**YOUR INSTRUCTIONS**
Copy out the data below, exactly as given, from the line containing "the player's curly" through the end of the data, with both ends included.
[Begin DATA PROVIDED]
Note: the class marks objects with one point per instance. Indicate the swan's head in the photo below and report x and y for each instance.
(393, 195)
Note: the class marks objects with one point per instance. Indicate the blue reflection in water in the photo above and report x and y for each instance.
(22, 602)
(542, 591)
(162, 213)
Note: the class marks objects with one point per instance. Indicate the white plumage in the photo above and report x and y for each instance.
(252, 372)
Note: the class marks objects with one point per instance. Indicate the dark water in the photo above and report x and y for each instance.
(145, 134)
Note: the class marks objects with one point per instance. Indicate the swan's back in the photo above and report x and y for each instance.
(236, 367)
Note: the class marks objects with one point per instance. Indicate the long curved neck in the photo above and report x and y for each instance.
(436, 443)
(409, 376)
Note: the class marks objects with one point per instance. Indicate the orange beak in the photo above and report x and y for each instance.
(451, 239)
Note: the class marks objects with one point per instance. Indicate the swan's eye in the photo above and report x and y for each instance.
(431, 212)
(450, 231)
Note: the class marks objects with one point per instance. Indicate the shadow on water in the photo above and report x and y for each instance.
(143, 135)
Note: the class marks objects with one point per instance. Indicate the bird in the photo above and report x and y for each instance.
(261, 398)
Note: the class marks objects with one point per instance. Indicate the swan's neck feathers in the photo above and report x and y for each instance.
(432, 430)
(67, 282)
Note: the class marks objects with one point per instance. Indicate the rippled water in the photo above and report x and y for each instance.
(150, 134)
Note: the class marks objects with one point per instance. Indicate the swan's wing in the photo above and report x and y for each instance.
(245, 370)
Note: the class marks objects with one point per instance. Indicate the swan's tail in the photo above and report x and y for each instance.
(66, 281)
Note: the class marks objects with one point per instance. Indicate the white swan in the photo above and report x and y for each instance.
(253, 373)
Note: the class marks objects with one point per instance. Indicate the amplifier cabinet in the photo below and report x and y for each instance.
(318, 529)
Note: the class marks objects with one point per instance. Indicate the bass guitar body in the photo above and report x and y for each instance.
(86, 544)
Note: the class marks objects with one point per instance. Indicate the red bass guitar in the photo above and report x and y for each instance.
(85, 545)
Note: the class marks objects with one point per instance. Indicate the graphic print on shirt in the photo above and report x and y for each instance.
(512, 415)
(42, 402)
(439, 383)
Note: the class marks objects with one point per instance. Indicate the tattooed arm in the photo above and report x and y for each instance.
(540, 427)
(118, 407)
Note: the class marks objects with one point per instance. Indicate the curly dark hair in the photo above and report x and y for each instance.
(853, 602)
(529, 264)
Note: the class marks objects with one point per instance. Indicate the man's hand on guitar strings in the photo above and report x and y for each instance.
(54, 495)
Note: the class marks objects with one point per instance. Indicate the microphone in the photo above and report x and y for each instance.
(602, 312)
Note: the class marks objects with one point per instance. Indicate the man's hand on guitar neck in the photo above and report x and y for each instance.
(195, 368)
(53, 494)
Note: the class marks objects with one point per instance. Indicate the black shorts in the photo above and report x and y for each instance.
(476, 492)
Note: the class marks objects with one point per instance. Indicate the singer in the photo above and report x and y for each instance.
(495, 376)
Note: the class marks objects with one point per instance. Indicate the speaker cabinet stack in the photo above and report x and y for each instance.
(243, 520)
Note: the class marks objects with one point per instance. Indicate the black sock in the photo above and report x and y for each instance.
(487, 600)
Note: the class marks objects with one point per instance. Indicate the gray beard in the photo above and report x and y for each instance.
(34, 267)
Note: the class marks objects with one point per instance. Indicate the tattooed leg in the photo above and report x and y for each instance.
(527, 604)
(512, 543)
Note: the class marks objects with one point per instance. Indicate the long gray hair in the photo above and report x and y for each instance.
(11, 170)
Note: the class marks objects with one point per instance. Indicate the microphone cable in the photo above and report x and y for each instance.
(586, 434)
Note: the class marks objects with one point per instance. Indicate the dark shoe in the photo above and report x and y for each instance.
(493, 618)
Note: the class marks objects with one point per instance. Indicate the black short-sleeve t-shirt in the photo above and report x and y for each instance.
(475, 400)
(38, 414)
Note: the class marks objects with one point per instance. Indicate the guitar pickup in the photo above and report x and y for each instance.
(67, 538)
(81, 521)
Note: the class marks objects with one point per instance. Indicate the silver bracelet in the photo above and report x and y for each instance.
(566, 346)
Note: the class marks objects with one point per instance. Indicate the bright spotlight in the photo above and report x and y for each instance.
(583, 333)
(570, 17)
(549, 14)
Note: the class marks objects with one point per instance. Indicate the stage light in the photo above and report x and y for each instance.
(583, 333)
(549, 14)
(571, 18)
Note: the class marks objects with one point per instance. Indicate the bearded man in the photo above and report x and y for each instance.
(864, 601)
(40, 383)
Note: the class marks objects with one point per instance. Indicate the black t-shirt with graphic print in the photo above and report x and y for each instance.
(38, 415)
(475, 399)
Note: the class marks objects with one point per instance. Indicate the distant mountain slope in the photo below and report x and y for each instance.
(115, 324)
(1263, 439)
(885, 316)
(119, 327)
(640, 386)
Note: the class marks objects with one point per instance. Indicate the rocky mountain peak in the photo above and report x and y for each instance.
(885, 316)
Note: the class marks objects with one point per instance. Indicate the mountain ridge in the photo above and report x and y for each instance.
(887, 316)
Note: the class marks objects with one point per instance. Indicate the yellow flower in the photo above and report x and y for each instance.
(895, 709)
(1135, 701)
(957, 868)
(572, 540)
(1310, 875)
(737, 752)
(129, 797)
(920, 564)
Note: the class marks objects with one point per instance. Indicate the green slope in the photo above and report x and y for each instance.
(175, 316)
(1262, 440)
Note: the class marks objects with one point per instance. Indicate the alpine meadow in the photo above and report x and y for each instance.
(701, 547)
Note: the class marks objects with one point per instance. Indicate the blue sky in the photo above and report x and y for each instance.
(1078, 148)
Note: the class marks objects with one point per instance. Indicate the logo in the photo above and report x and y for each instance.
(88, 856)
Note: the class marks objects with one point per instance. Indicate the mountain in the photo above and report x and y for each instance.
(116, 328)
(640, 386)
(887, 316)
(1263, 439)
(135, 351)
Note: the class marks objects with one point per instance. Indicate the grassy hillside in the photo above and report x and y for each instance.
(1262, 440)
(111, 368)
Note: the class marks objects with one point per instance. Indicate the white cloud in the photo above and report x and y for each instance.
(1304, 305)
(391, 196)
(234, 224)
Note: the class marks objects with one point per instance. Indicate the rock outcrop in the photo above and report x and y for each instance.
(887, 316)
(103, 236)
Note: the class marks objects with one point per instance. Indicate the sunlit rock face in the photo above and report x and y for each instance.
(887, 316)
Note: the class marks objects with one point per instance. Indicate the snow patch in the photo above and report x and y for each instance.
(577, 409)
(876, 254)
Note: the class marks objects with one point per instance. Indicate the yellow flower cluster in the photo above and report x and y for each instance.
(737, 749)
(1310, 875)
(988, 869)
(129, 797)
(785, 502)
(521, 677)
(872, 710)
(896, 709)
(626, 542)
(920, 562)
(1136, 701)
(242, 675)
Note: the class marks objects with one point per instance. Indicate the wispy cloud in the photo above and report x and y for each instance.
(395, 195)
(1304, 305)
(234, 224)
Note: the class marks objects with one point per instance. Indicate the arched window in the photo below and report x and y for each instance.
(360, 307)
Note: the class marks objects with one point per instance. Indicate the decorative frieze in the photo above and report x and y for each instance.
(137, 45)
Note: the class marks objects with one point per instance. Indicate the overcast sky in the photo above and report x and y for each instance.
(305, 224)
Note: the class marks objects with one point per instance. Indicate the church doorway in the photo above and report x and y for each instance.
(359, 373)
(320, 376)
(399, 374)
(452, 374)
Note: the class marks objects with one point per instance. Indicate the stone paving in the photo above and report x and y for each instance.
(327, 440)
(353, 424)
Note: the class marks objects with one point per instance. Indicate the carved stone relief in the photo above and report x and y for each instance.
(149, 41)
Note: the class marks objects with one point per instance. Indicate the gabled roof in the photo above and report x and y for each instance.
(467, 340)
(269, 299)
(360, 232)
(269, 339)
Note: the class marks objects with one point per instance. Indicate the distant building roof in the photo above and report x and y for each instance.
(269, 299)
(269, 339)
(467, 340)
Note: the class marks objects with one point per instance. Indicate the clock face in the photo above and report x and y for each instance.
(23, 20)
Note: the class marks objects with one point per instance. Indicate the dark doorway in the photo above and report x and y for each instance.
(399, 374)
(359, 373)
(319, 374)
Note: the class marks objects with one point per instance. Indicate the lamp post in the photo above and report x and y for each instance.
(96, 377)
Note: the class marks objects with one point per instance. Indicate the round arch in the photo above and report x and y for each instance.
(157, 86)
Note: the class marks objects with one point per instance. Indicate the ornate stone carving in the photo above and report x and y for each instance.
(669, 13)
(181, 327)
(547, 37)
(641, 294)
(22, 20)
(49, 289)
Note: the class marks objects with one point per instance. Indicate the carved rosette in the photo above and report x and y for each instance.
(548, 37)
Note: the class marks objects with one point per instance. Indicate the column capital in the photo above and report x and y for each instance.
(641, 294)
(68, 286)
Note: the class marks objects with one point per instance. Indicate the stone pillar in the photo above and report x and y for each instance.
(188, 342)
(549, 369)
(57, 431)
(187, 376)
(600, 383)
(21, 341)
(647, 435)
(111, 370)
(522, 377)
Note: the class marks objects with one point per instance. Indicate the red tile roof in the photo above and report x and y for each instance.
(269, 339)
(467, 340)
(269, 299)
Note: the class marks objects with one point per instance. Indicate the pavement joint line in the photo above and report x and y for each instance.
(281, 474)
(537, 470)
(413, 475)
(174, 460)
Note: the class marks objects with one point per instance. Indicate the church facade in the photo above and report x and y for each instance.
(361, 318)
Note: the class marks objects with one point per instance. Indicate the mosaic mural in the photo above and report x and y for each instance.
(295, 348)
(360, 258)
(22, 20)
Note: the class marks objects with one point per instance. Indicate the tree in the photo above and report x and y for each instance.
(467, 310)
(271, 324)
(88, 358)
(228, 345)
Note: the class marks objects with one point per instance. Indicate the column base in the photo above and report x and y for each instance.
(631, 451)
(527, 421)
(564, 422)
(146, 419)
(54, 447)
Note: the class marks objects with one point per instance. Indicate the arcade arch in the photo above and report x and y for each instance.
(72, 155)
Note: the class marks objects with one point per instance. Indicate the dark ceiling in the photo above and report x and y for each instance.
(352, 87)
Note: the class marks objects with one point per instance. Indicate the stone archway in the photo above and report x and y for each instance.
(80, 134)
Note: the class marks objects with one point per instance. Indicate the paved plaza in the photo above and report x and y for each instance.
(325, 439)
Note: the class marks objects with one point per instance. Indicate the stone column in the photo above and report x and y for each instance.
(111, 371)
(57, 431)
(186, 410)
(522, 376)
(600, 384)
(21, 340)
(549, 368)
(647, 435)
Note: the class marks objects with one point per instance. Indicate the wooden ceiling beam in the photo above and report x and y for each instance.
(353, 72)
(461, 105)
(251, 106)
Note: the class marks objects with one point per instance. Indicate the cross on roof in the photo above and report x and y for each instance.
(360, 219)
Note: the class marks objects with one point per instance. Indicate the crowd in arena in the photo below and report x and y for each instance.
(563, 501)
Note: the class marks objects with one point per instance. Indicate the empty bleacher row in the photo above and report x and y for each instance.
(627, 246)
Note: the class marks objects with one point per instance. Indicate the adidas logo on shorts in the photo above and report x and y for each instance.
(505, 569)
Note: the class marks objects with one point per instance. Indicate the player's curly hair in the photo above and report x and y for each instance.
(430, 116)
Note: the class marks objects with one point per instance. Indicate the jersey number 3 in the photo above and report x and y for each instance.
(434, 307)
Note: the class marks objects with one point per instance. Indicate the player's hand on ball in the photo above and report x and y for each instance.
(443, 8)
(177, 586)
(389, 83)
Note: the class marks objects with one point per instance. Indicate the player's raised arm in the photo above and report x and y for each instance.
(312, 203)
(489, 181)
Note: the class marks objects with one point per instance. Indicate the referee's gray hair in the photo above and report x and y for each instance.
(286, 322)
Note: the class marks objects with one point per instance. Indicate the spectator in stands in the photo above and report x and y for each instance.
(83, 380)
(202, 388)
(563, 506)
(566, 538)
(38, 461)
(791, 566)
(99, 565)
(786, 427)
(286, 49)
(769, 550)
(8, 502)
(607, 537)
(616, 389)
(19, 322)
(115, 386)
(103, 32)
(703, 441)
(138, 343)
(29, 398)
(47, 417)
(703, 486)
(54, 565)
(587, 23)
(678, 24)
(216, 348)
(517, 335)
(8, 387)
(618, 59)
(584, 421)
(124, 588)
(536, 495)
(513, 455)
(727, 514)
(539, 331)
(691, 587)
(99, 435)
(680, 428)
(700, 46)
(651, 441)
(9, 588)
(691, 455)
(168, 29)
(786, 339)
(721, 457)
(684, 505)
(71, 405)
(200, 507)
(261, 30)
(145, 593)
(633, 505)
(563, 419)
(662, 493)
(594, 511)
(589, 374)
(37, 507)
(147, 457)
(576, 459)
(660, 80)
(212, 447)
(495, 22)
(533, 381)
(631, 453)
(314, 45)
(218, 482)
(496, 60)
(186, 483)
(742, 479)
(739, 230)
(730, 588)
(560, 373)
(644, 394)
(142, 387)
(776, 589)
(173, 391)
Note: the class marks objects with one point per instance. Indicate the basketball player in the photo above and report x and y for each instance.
[End DATA PROVIDED]
**COMPLETED TASK**
Note: the class marks objects with one point per instance. Indicate the player's curly hair in the photo above and report x and y for each instance.
(430, 116)
Note: the class marks objects with one point per instance. Indicate the jersey number 3 in the photo above and report x and y for each instance.
(434, 307)
Note: the class marks objects with one point per instance. Indicate the player's hand on ball in the photo above and report x and y for each instance.
(443, 8)
(177, 586)
(389, 83)
Note: the class marks objects with one point per instance. Indicate the player's raised arm in the photo above and report x and y for each instance.
(312, 203)
(489, 181)
Note: the class marks objects with one point per instance. Indicate the referee's gray hair in the photo above and report x and y for each instance.
(286, 322)
Note: the class marks objects with one point per instance. Indicate the spectator in stands in the photo above and report x and y for each instance.
(83, 380)
(202, 388)
(563, 506)
(566, 538)
(38, 461)
(791, 566)
(99, 565)
(786, 427)
(286, 49)
(769, 550)
(8, 502)
(607, 537)
(616, 389)
(19, 322)
(115, 386)
(103, 32)
(703, 441)
(138, 343)
(29, 398)
(47, 417)
(703, 486)
(54, 565)
(587, 23)
(678, 24)
(216, 348)
(517, 335)
(8, 387)
(618, 59)
(584, 421)
(124, 588)
(536, 495)
(513, 455)
(727, 514)
(539, 331)
(691, 587)
(99, 435)
(680, 428)
(700, 46)
(651, 441)
(9, 588)
(691, 455)
(168, 29)
(786, 339)
(721, 457)
(684, 505)
(71, 405)
(200, 507)
(261, 30)
(145, 593)
(633, 505)
(563, 419)
(662, 493)
(594, 511)
(589, 374)
(37, 507)
(147, 457)
(576, 459)
(660, 80)
(212, 447)
(495, 22)
(533, 381)
(631, 453)
(314, 45)
(218, 482)
(496, 60)
(186, 483)
(742, 479)
(739, 230)
(730, 588)
(560, 373)
(644, 394)
(142, 387)
(776, 589)
(173, 391)
Note: the class marks objects with one point per instance. Indicate the basketball player in the photo above and report x and y for each instance.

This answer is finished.